**To be done:** Return, word for word, the lines of the entries below from the line containing "Could you please outline every instance of the **red" up to and including the line containing "Please outline every instance of the **red and white aircraft**.".

**Polygon annotations for photos:**
** BEGIN **

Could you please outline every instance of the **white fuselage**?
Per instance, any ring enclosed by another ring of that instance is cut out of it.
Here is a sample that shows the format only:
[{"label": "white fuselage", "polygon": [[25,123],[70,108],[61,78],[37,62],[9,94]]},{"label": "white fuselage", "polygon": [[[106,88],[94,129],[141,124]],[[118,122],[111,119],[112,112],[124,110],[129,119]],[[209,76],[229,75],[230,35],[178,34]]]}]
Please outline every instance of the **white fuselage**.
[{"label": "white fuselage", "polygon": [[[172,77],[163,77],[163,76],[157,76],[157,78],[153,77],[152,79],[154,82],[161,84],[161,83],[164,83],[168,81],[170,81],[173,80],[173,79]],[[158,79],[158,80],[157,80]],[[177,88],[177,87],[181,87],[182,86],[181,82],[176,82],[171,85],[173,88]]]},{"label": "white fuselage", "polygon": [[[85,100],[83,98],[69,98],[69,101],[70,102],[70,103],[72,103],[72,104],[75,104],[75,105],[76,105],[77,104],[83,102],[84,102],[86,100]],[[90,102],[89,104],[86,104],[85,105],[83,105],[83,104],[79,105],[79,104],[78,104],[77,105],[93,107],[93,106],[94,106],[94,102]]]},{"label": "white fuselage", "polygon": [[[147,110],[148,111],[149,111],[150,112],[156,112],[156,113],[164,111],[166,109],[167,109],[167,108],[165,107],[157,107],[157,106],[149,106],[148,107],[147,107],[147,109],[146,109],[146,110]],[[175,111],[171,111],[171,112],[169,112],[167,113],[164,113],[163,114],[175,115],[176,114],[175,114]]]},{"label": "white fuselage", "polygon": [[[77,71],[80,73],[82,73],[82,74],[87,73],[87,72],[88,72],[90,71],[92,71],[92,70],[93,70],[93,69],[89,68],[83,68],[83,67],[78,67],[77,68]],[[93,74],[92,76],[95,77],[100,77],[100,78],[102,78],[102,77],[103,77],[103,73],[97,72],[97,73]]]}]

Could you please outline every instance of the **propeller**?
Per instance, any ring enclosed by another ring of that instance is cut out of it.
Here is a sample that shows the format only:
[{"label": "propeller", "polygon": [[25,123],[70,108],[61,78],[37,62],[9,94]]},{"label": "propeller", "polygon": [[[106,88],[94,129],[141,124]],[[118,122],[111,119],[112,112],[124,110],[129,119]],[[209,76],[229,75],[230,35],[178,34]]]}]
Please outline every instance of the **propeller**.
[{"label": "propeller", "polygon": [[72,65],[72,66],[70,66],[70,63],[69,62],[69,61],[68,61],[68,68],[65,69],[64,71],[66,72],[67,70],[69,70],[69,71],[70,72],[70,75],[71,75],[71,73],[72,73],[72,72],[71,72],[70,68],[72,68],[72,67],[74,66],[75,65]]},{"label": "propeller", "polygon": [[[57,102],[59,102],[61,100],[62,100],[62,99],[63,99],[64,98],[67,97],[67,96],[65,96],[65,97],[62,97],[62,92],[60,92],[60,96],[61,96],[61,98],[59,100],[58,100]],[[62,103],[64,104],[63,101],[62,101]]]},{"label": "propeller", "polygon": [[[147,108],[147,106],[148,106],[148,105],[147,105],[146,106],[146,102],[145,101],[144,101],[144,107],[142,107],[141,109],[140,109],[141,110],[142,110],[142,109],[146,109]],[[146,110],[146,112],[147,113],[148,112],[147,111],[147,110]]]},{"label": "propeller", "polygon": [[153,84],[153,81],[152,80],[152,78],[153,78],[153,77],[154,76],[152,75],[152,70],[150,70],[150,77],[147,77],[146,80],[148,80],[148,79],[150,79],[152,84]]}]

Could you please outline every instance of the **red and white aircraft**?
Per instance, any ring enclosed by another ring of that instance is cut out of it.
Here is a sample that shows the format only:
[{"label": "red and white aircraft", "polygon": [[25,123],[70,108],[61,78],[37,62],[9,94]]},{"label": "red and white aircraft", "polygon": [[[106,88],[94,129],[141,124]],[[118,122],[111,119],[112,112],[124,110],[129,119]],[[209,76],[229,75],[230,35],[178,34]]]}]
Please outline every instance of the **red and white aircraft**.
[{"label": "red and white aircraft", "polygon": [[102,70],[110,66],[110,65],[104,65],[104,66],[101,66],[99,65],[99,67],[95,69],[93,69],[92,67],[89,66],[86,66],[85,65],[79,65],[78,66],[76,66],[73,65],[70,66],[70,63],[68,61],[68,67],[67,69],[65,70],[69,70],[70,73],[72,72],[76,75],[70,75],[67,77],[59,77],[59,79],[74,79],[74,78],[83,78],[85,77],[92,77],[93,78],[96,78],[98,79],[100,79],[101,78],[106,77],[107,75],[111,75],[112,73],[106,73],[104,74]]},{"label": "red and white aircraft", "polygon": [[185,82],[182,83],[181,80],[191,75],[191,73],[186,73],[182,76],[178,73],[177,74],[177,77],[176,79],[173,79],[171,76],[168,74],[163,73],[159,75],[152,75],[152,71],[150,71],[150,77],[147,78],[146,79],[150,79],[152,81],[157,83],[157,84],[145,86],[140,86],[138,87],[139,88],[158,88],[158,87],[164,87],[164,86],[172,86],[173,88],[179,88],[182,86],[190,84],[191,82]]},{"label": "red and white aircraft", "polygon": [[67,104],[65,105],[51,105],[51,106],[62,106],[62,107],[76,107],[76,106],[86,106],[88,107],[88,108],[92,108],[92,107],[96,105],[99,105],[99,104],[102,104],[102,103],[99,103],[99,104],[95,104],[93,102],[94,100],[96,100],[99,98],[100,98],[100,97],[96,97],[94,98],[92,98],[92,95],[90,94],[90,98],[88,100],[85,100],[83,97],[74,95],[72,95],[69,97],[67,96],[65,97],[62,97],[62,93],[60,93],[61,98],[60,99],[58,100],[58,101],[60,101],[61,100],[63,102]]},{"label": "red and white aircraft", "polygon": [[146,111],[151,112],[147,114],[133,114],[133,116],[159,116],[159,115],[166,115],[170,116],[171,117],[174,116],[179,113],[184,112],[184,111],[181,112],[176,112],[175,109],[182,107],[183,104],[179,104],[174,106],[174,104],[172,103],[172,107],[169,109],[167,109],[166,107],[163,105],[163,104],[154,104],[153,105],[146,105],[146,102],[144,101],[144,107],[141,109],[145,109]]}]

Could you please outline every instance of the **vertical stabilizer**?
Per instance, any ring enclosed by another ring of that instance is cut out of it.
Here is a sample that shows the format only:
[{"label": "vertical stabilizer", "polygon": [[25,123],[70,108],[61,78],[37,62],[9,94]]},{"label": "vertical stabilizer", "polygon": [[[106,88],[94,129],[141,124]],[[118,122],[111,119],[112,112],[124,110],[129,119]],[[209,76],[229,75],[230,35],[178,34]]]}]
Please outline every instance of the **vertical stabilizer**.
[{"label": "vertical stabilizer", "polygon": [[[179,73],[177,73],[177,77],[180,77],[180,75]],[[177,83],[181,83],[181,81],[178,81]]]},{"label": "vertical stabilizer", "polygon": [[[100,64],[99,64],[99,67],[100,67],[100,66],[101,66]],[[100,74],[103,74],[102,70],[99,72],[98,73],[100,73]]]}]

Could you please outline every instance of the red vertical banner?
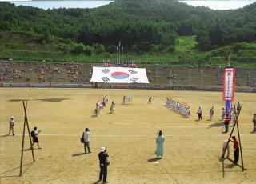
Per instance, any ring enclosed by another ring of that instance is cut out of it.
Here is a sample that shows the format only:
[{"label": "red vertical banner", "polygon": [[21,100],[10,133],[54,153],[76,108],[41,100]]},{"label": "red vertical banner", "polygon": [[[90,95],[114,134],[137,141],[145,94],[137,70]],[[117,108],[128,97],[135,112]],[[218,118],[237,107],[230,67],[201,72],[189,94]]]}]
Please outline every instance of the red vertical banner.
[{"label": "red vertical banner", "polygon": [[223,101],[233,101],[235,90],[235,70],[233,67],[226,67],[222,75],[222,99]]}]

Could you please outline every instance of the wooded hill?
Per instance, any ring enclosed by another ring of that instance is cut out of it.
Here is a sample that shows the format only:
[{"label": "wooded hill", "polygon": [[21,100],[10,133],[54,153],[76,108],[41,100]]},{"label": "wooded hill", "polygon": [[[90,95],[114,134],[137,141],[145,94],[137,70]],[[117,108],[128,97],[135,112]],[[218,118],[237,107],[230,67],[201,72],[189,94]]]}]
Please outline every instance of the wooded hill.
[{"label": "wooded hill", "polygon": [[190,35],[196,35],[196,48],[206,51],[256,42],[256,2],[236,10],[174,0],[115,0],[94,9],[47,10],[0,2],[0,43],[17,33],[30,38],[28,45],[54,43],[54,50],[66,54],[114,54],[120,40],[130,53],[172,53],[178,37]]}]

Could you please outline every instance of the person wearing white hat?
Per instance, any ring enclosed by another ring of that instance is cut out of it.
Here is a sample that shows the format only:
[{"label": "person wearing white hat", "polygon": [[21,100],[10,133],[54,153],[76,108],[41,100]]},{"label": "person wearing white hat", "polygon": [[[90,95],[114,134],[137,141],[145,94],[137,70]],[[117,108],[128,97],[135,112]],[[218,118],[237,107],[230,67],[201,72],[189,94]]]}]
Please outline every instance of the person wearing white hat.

** END **

**Problem solution:**
Could you please outline every instance of the **red and white aircraft**?
Per instance, any ring enclosed by another ring of that instance is cut out of it.
Here is a sample that shows the format only:
[{"label": "red and white aircraft", "polygon": [[25,123],[70,108],[61,78],[37,62],[9,94]]},{"label": "red and white aircraft", "polygon": [[[106,88],[94,129],[141,124]],[[118,122],[111,119],[112,112],[124,110],[129,119]],[[209,76],[229,75],[230,35],[178,34]]]}]
Please outline every instance of the **red and white aircraft**.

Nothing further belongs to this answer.